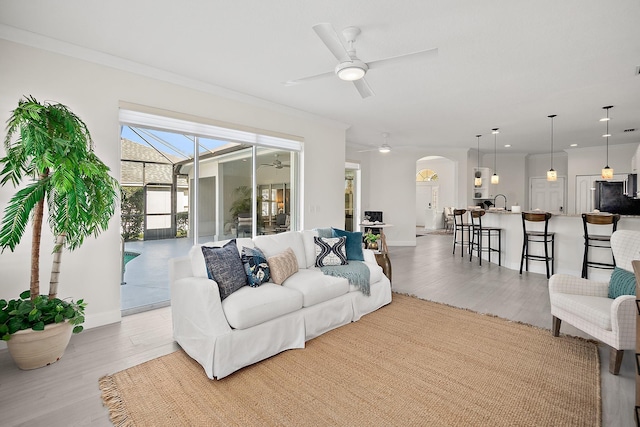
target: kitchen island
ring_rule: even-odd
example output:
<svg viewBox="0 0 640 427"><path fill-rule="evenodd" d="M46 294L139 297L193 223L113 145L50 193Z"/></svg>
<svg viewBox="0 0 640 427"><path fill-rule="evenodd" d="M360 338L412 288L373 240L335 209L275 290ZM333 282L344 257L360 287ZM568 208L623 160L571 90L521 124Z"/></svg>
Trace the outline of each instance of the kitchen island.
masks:
<svg viewBox="0 0 640 427"><path fill-rule="evenodd" d="M532 224L527 227L531 228ZM543 230L544 223L535 224ZM487 214L482 218L483 227L502 228L502 265L504 267L519 270L522 256L522 215L505 210L487 210ZM533 228L537 229L537 228ZM618 230L638 230L640 231L640 216L621 215L618 221ZM577 215L553 215L549 220L549 231L555 232L555 260L554 271L556 273L571 274L580 277L582 274L582 258L584 255L584 232L582 226L582 216ZM497 247L497 242L492 244ZM543 254L542 244L529 246L529 253ZM640 259L640 253L638 254ZM488 259L487 254L483 254L483 259ZM495 256L494 263L497 264ZM610 250L599 249L590 250L589 259L595 261L611 262ZM529 262L529 272L546 274L544 262ZM525 274L523 270L522 274ZM608 281L611 270L597 268L589 269L589 279Z"/></svg>

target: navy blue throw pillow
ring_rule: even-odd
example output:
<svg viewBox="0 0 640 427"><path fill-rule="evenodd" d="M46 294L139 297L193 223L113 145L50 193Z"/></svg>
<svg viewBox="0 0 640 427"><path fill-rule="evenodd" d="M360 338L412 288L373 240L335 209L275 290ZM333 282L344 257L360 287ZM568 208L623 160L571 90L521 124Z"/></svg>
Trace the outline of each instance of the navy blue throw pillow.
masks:
<svg viewBox="0 0 640 427"><path fill-rule="evenodd" d="M203 246L202 254L209 279L218 283L221 300L247 284L247 275L238 254L236 239L232 239L221 248Z"/></svg>

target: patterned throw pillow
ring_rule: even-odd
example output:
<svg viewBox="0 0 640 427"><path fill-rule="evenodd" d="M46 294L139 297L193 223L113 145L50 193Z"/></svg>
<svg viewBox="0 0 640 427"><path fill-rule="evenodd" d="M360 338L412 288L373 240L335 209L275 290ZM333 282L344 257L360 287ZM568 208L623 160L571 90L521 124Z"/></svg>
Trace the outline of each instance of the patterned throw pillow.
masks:
<svg viewBox="0 0 640 427"><path fill-rule="evenodd" d="M345 246L346 237L313 237L316 246L316 267L325 265L345 265L347 253Z"/></svg>
<svg viewBox="0 0 640 427"><path fill-rule="evenodd" d="M620 295L636 294L636 276L630 271L615 267L609 280L609 298L618 298Z"/></svg>
<svg viewBox="0 0 640 427"><path fill-rule="evenodd" d="M202 254L209 279L218 284L221 300L247 284L235 239L221 248L203 246Z"/></svg>
<svg viewBox="0 0 640 427"><path fill-rule="evenodd" d="M271 280L276 285L282 285L290 276L298 272L298 258L291 248L267 258Z"/></svg>
<svg viewBox="0 0 640 427"><path fill-rule="evenodd" d="M267 257L258 248L242 248L242 264L249 286L255 288L269 280Z"/></svg>
<svg viewBox="0 0 640 427"><path fill-rule="evenodd" d="M333 228L333 236L347 238L347 259L354 261L364 261L362 253L362 232L361 231L345 231L339 228Z"/></svg>

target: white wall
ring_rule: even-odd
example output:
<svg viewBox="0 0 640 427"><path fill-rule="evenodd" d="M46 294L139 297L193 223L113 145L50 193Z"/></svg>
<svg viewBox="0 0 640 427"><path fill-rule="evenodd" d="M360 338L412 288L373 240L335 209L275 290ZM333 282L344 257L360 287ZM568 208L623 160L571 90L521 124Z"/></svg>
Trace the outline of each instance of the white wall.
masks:
<svg viewBox="0 0 640 427"><path fill-rule="evenodd" d="M415 169L416 162L426 156L442 156L452 161L454 200L451 203L454 206L466 206L470 186L465 183L471 179L467 167L467 149L397 149L387 154L347 151L347 159L361 165L362 210L384 212L385 222L393 224L393 227L385 230L387 243L391 246L416 244Z"/></svg>
<svg viewBox="0 0 640 427"><path fill-rule="evenodd" d="M490 157L490 161L489 161ZM498 194L504 194L507 198L507 209L516 203L525 206L526 188L526 155L525 154L498 154L496 156L496 170L500 177L498 184L489 183L489 198L494 199ZM493 171L493 155L485 156L482 164L490 166ZM546 173L546 172L545 172ZM469 186L472 182L469 182ZM496 201L498 207L502 207L504 199L500 197Z"/></svg>
<svg viewBox="0 0 640 427"><path fill-rule="evenodd" d="M50 43L55 45L53 41ZM342 124L264 101L250 103L246 97L225 99L213 95L212 87L207 93L4 40L0 40L0 52L4 64L0 79L2 123L24 95L65 104L86 122L97 155L116 178L120 176L118 110L122 102L129 109L129 103L139 104L166 110L179 118L203 118L300 137L304 140L303 226L344 223L346 127ZM0 155L4 155L2 148ZM11 186L0 188L0 209L4 210L14 193ZM29 287L30 239L28 232L15 252L7 250L0 256L0 298L15 298ZM43 235L41 257L41 283L45 290L51 250L52 237L47 232ZM86 327L120 319L120 260L119 213L111 220L108 231L97 239L88 239L79 250L63 255L60 297L84 298L88 302Z"/></svg>

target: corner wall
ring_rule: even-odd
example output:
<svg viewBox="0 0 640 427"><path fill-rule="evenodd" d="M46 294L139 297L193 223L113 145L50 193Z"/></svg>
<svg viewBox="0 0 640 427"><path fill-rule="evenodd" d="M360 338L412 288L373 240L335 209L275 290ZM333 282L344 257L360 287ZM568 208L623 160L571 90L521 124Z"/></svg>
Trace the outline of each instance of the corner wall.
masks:
<svg viewBox="0 0 640 427"><path fill-rule="evenodd" d="M55 41L51 41L55 44ZM67 46L68 47L68 46ZM96 154L120 177L119 105L122 102L160 108L204 118L235 123L267 133L293 135L304 140L301 171L302 225L313 228L344 222L344 152L346 126L264 101L240 101L212 92L160 81L25 45L0 40L3 67L0 79L0 122L5 123L18 100L32 95L69 106L89 127ZM224 92L224 91L220 91ZM238 96L241 98L241 96ZM248 98L248 97L244 97ZM4 156L0 148L0 156ZM310 161L312 159L312 161ZM327 173L331 171L331 173ZM333 173L334 171L339 173ZM15 193L0 188L0 209ZM45 227L46 228L46 227ZM31 233L25 233L15 252L0 256L0 298L16 298L29 287ZM52 236L43 233L41 286L47 289ZM186 254L185 254L186 255ZM60 297L84 298L88 302L86 327L120 319L119 211L109 229L90 238L78 250L64 253Z"/></svg>

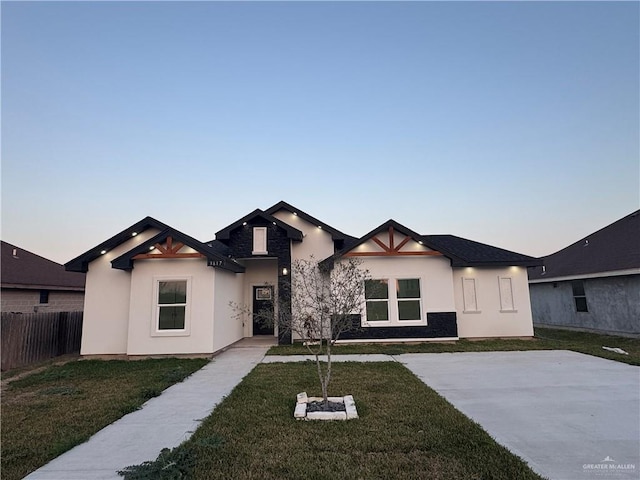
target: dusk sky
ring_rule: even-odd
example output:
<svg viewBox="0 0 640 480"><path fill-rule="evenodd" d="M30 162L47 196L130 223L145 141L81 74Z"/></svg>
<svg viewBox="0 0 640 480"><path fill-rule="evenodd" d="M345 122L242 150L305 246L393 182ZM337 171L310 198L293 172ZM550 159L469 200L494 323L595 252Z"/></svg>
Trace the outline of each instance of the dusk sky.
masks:
<svg viewBox="0 0 640 480"><path fill-rule="evenodd" d="M2 2L2 239L285 200L553 253L640 206L638 2Z"/></svg>

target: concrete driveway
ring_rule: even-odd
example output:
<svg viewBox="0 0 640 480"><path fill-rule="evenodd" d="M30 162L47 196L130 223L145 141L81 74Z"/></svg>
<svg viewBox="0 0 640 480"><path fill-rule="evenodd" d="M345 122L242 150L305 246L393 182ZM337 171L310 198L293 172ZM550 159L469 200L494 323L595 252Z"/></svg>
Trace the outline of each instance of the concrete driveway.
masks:
<svg viewBox="0 0 640 480"><path fill-rule="evenodd" d="M395 359L549 479L640 479L640 367L569 351Z"/></svg>

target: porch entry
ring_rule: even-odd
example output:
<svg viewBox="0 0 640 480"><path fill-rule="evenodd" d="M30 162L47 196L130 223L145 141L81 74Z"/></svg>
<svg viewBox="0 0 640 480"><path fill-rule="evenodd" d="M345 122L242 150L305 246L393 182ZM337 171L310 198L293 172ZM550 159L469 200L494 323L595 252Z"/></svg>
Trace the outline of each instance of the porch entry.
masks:
<svg viewBox="0 0 640 480"><path fill-rule="evenodd" d="M253 287L253 335L273 335L273 325L265 325L258 318L258 312L266 310L273 313L273 286Z"/></svg>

TASK PROMPT
Extract, verbatim, the lines from the one containing "target: porch entry" through the last line of the listing above.

ANSWER TO THIS TASK
target: porch entry
ring_rule: even-odd
example output:
<svg viewBox="0 0 640 480"><path fill-rule="evenodd" d="M30 162L47 196L130 223L145 141L81 74Z"/></svg>
<svg viewBox="0 0 640 480"><path fill-rule="evenodd" d="M345 122L242 150L305 246L393 182ZM337 171L310 198L293 172ZM550 159L469 200L494 323L595 252Z"/></svg>
Trace the outline of each instance of the porch entry.
masks:
<svg viewBox="0 0 640 480"><path fill-rule="evenodd" d="M253 287L253 335L273 335L273 325L265 325L258 318L258 312L266 310L273 313L273 286Z"/></svg>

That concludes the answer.